▶ [THE EXERCISE]: Exactly as given, repeat all of the entries.

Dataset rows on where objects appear
▶

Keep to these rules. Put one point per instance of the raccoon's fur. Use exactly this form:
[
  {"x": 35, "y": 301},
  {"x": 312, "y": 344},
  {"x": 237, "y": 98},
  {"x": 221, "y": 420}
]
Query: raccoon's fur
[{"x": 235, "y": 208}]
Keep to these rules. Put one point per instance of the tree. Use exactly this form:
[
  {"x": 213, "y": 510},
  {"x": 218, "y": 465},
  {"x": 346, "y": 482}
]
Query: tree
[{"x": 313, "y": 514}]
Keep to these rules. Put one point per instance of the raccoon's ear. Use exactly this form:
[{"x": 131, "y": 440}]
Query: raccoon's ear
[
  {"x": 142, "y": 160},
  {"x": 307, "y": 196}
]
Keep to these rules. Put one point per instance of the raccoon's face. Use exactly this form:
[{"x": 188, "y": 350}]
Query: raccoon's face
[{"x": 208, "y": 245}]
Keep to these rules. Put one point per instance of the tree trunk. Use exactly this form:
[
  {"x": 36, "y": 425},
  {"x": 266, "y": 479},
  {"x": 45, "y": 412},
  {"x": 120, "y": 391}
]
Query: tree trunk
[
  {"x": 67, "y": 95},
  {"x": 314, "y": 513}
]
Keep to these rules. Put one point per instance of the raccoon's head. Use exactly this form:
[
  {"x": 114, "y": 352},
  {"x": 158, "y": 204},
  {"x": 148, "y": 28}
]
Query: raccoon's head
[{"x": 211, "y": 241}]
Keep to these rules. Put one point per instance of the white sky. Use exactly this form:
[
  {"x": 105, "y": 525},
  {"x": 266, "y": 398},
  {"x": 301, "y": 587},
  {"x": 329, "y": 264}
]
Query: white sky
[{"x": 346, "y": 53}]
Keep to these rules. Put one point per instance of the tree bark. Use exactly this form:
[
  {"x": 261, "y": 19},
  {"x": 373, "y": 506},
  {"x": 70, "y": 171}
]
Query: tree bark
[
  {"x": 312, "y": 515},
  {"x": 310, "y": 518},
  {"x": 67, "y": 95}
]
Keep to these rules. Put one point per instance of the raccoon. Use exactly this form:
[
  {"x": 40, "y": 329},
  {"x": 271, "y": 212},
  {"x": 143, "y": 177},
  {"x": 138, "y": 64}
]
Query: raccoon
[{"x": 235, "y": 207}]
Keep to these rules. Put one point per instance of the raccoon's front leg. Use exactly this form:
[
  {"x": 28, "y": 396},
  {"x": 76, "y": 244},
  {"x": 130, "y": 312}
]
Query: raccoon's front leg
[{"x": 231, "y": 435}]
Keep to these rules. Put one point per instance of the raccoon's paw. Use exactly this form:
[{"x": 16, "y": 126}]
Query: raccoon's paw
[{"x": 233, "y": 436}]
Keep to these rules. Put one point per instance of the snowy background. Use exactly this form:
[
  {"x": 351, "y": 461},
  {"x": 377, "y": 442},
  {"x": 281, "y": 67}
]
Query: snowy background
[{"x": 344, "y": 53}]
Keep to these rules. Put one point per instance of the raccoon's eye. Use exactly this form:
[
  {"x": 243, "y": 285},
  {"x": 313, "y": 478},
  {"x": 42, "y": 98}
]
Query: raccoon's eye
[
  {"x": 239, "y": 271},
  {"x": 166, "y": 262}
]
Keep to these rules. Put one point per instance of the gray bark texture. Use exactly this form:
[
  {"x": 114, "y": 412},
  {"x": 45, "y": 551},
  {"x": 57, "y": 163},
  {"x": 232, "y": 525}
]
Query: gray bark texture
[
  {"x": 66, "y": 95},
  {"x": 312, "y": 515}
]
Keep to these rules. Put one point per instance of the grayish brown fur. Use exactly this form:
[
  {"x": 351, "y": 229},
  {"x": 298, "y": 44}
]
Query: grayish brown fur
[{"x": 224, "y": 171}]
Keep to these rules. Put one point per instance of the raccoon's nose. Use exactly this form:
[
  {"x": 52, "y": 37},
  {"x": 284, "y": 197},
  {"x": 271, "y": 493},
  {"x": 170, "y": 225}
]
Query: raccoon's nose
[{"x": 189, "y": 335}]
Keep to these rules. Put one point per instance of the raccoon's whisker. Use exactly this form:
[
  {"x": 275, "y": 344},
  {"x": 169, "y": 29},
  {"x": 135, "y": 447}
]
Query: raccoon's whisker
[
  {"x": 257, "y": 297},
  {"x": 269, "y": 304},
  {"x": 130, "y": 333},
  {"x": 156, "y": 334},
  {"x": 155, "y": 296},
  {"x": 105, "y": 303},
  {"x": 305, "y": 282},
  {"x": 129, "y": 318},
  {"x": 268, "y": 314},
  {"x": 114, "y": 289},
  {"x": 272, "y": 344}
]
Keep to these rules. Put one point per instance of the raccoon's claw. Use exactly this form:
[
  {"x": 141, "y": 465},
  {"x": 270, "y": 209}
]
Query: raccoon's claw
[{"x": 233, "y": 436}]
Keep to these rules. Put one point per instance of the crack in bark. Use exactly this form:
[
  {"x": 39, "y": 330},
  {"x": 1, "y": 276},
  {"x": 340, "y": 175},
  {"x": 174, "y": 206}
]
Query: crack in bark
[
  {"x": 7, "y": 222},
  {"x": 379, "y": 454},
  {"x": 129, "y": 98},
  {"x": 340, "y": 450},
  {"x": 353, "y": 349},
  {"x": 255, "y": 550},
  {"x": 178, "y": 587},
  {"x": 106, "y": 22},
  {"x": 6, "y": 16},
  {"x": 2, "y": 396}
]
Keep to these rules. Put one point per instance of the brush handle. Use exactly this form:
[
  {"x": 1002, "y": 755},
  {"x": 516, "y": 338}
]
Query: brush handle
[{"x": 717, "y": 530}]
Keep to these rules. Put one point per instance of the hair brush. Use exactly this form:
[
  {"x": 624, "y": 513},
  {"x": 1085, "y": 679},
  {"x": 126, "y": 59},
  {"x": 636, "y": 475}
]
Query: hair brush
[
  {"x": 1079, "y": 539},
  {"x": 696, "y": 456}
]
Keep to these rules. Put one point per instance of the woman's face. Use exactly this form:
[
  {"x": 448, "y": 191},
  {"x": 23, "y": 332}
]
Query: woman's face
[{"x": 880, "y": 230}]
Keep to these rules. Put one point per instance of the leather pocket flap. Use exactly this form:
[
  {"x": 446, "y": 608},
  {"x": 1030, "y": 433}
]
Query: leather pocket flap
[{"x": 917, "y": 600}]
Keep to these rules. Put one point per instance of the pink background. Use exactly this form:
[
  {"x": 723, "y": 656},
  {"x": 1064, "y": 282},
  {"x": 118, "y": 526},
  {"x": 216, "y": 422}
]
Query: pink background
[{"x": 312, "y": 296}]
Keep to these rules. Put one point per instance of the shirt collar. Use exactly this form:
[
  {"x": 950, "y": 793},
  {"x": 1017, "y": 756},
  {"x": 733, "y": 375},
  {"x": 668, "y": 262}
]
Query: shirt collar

◀

▶ [TASK RESULT]:
Keep to these rules. Put one point per instance of the raccoon's fur. Use exactly this form:
[
  {"x": 35, "y": 301},
  {"x": 312, "y": 344},
  {"x": 237, "y": 98},
  {"x": 221, "y": 420}
]
Query: raccoon's fur
[{"x": 235, "y": 208}]
Keep to these rules. Put one point per instance of the tree. Use exactly this form:
[
  {"x": 213, "y": 510},
  {"x": 218, "y": 465},
  {"x": 346, "y": 482}
]
Query: tree
[{"x": 313, "y": 514}]
Keep to these rules. Put one point per instance of the raccoon's ear. Use exactly this form:
[{"x": 131, "y": 440}]
Query: raccoon's ear
[
  {"x": 142, "y": 160},
  {"x": 307, "y": 196}
]
Keep to these rules. Put one point per instance of the raccoon's face. Use exactly this form:
[{"x": 188, "y": 350}]
Query: raccoon's face
[{"x": 208, "y": 245}]
Keep to these rules. Put one point per instance of the tree trunk. Use exactly this form:
[
  {"x": 36, "y": 425},
  {"x": 266, "y": 479},
  {"x": 45, "y": 412},
  {"x": 120, "y": 391}
]
Query: tree trunk
[
  {"x": 67, "y": 95},
  {"x": 314, "y": 513}
]
Keep to these rules. Put one point per instance of the raccoon's head. Use exactly this form:
[
  {"x": 114, "y": 352},
  {"x": 158, "y": 204},
  {"x": 148, "y": 28}
]
Query: raccoon's head
[{"x": 211, "y": 241}]
Keep to these rules. Put one point per instance of the white sky. Use exactly this form:
[
  {"x": 105, "y": 525},
  {"x": 266, "y": 398},
  {"x": 301, "y": 587},
  {"x": 329, "y": 264}
]
Query: white sky
[{"x": 346, "y": 53}]
Keep to these rules. Put one point per instance of the tree bark. Use exactly this form:
[
  {"x": 261, "y": 19},
  {"x": 373, "y": 506},
  {"x": 70, "y": 171}
]
Query: tree bark
[
  {"x": 312, "y": 515},
  {"x": 310, "y": 518},
  {"x": 67, "y": 95}
]
Keep to these rules. Put one point per instance of the raccoon. Use exactly this form:
[
  {"x": 40, "y": 329},
  {"x": 271, "y": 212},
  {"x": 143, "y": 177},
  {"x": 138, "y": 64}
]
Query: raccoon
[{"x": 235, "y": 207}]
Keep to these rules. Put one point per instance of the raccoon's front leg. Use exactly this form:
[
  {"x": 28, "y": 396},
  {"x": 76, "y": 244},
  {"x": 130, "y": 312}
]
Query: raccoon's front leg
[{"x": 231, "y": 435}]
Keep to these rules. Put one point per instance of the raccoon's paw. Use exactly this form:
[{"x": 16, "y": 126}]
Query: raccoon's paw
[{"x": 233, "y": 436}]
Keep to these rules. Put one point per instance of the snowy background. Use exactly this form:
[
  {"x": 351, "y": 461},
  {"x": 377, "y": 442},
  {"x": 281, "y": 67}
]
Query: snowy background
[{"x": 344, "y": 53}]
Keep to these rules. Put one point per instance of the raccoon's eye. Use exactly this form:
[
  {"x": 243, "y": 285},
  {"x": 313, "y": 478},
  {"x": 42, "y": 98}
]
Query: raccoon's eye
[
  {"x": 239, "y": 271},
  {"x": 166, "y": 262}
]
Keep to these rules. Put one point per instance of the gray bark texture. Use exactly this form:
[
  {"x": 114, "y": 412},
  {"x": 45, "y": 551},
  {"x": 57, "y": 163},
  {"x": 232, "y": 525}
]
Query: gray bark texture
[
  {"x": 66, "y": 95},
  {"x": 312, "y": 515}
]
Keep to these rules. Put one point per instance of the grayish brown fur. Use exactly this form:
[
  {"x": 351, "y": 229},
  {"x": 298, "y": 44}
]
Query: grayish brown fur
[{"x": 224, "y": 171}]
Keep to these rules. Put one point per instance of the raccoon's nose. Use exactly this form:
[
  {"x": 52, "y": 37},
  {"x": 284, "y": 197},
  {"x": 271, "y": 493},
  {"x": 170, "y": 225}
]
Query: raccoon's nose
[{"x": 189, "y": 335}]
Keep to these rules. Put one point per instance of the raccoon's whisker. Use exactly this form:
[
  {"x": 275, "y": 344},
  {"x": 169, "y": 29},
  {"x": 135, "y": 447}
]
Query: raccoon's whisker
[
  {"x": 257, "y": 297},
  {"x": 269, "y": 304},
  {"x": 130, "y": 333},
  {"x": 156, "y": 334},
  {"x": 155, "y": 296},
  {"x": 105, "y": 303},
  {"x": 305, "y": 282},
  {"x": 129, "y": 318},
  {"x": 268, "y": 314},
  {"x": 114, "y": 289},
  {"x": 272, "y": 344}
]
Keep to these rules. Put one point per instance of the raccoon's claw. Use exactly this form:
[
  {"x": 141, "y": 465},
  {"x": 270, "y": 209}
]
Query: raccoon's claw
[{"x": 233, "y": 436}]
Keep to these rules. Put one point per instance of the crack in bark. Use exactly this form:
[
  {"x": 39, "y": 330},
  {"x": 1, "y": 276},
  {"x": 340, "y": 175},
  {"x": 174, "y": 206}
]
Query: crack in bark
[
  {"x": 7, "y": 222},
  {"x": 379, "y": 454},
  {"x": 129, "y": 98},
  {"x": 340, "y": 450},
  {"x": 353, "y": 349},
  {"x": 255, "y": 550},
  {"x": 178, "y": 587},
  {"x": 106, "y": 22},
  {"x": 6, "y": 16},
  {"x": 2, "y": 396}
]
Keep to these rules. Put one point per instance of the brush handle. Use exactly this form:
[
  {"x": 1002, "y": 755},
  {"x": 516, "y": 338}
]
Query: brush handle
[{"x": 717, "y": 530}]
Keep to these rules. Put one point per instance of the hair brush. Use exactly this form:
[
  {"x": 624, "y": 513},
  {"x": 1085, "y": 679},
  {"x": 126, "y": 59},
  {"x": 636, "y": 475}
]
Query: hair brush
[
  {"x": 1079, "y": 539},
  {"x": 696, "y": 456}
]
Keep to these rules. Put one point per instance of the woman's face. Use exactly this form:
[
  {"x": 448, "y": 191},
  {"x": 23, "y": 332}
]
Query: woman's face
[{"x": 880, "y": 230}]
Keep to these rules. Put one point per instance of the leather pocket flap. Use exactly this form:
[
  {"x": 446, "y": 608},
  {"x": 1030, "y": 433}
]
Query: leather pocket flap
[{"x": 917, "y": 600}]
Keep to these rules. Put one point per instance of the pink background. Use exactly this form:
[
  {"x": 723, "y": 656},
  {"x": 1064, "y": 282},
  {"x": 118, "y": 526},
  {"x": 216, "y": 422}
]
Query: pink background
[{"x": 312, "y": 296}]
Keep to these rules. Put one point per instance of the shirt collar. Use exactly this form:
[
  {"x": 950, "y": 793},
  {"x": 1017, "y": 756},
  {"x": 733, "y": 375},
  {"x": 668, "y": 262}
]
Query: shirt collar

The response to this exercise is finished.